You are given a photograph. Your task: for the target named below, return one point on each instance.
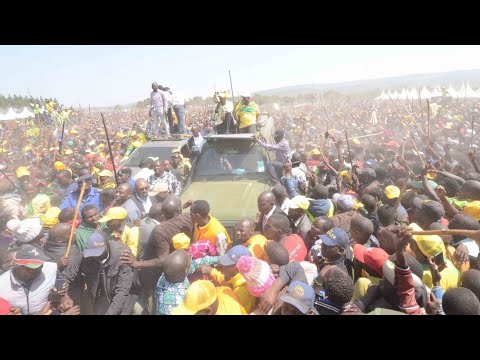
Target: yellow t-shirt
(450, 276)
(39, 206)
(239, 285)
(256, 245)
(228, 303)
(247, 114)
(130, 238)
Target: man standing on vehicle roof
(247, 113)
(158, 104)
(224, 121)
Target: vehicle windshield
(232, 157)
(163, 153)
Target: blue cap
(96, 244)
(335, 237)
(299, 295)
(232, 255)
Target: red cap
(374, 258)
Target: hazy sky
(109, 75)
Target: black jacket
(118, 280)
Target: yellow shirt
(362, 285)
(256, 245)
(38, 206)
(228, 303)
(130, 238)
(247, 114)
(239, 286)
(450, 276)
(211, 232)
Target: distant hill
(456, 78)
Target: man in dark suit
(266, 207)
(141, 197)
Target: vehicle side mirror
(195, 152)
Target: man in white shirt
(178, 102)
(158, 106)
(27, 286)
(196, 139)
(224, 122)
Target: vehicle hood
(229, 200)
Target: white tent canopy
(13, 115)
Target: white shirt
(298, 174)
(286, 205)
(199, 141)
(178, 98)
(168, 98)
(144, 174)
(265, 218)
(16, 294)
(222, 110)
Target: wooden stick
(402, 191)
(429, 131)
(418, 152)
(72, 230)
(472, 234)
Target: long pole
(77, 208)
(473, 121)
(428, 121)
(110, 149)
(233, 99)
(60, 142)
(10, 181)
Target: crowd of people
(342, 231)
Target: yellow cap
(299, 202)
(200, 295)
(106, 173)
(50, 217)
(345, 175)
(115, 213)
(473, 209)
(429, 245)
(22, 171)
(58, 165)
(392, 192)
(181, 241)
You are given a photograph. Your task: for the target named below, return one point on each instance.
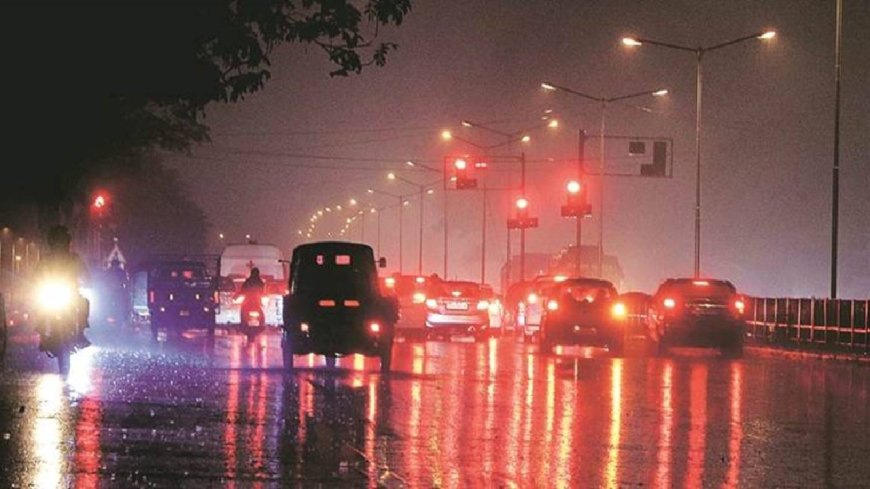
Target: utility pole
(523, 230)
(581, 151)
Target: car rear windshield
(333, 273)
(458, 289)
(699, 288)
(580, 291)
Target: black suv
(580, 311)
(698, 312)
(335, 306)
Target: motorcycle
(62, 316)
(252, 314)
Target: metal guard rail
(818, 322)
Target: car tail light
(619, 311)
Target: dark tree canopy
(86, 82)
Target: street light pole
(604, 101)
(699, 87)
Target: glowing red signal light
(522, 203)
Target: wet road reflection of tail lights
(487, 414)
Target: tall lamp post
(422, 191)
(509, 138)
(604, 101)
(699, 53)
(402, 203)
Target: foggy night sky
(767, 148)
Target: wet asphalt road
(452, 414)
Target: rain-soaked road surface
(453, 414)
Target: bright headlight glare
(54, 296)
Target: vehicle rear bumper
(704, 332)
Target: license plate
(585, 330)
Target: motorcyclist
(61, 263)
(254, 284)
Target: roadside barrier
(825, 323)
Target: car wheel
(735, 349)
(386, 355)
(330, 361)
(287, 352)
(661, 347)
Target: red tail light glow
(619, 311)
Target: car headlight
(55, 296)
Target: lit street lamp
(604, 101)
(422, 191)
(699, 53)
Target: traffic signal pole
(581, 146)
(523, 230)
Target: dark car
(698, 312)
(411, 292)
(580, 311)
(181, 296)
(458, 308)
(632, 308)
(335, 306)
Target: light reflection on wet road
(451, 415)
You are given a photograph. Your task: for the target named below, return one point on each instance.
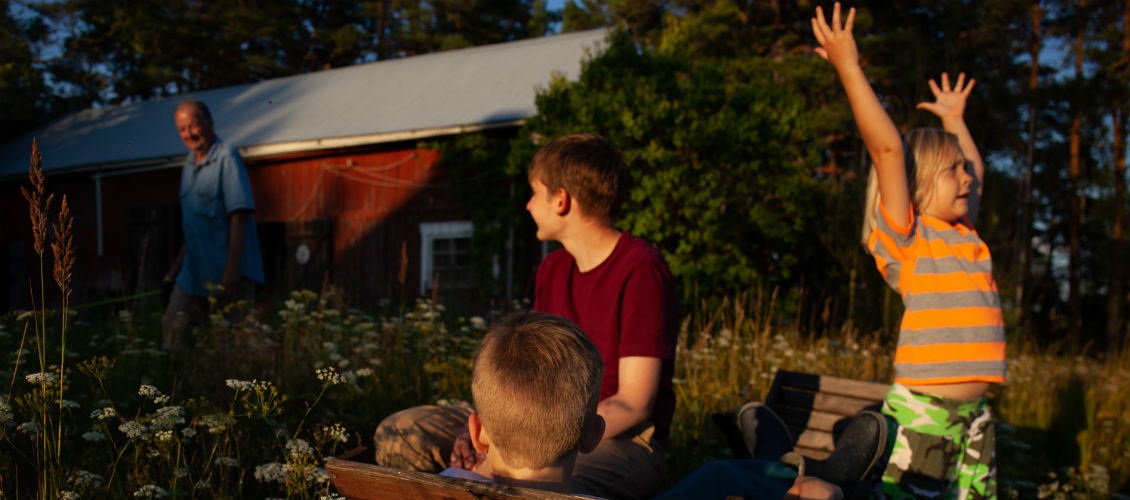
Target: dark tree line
(1049, 112)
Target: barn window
(445, 250)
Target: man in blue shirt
(220, 241)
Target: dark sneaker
(765, 433)
(859, 451)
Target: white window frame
(432, 231)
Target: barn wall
(353, 209)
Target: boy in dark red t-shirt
(619, 291)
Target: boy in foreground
(619, 291)
(536, 386)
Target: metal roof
(393, 100)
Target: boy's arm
(884, 145)
(949, 106)
(639, 385)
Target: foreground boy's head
(536, 385)
(585, 167)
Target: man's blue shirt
(210, 191)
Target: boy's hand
(949, 103)
(837, 45)
(808, 488)
(463, 454)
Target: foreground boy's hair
(589, 167)
(536, 385)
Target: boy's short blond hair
(589, 167)
(927, 152)
(536, 385)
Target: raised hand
(948, 102)
(837, 44)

____

Reproduce only the lines of the material from the line with "Target: man's blue shirt" through the end, changing "boy's" to "child's" wherever it occurs and keeping everything else the same.

Target: man's blue shirt
(210, 191)
Target: child's hand
(949, 103)
(837, 45)
(808, 488)
(463, 454)
Target: foreground child's hair
(589, 167)
(536, 385)
Target: child's short blond hair
(589, 167)
(927, 152)
(536, 385)
Target: raised hand
(948, 102)
(837, 44)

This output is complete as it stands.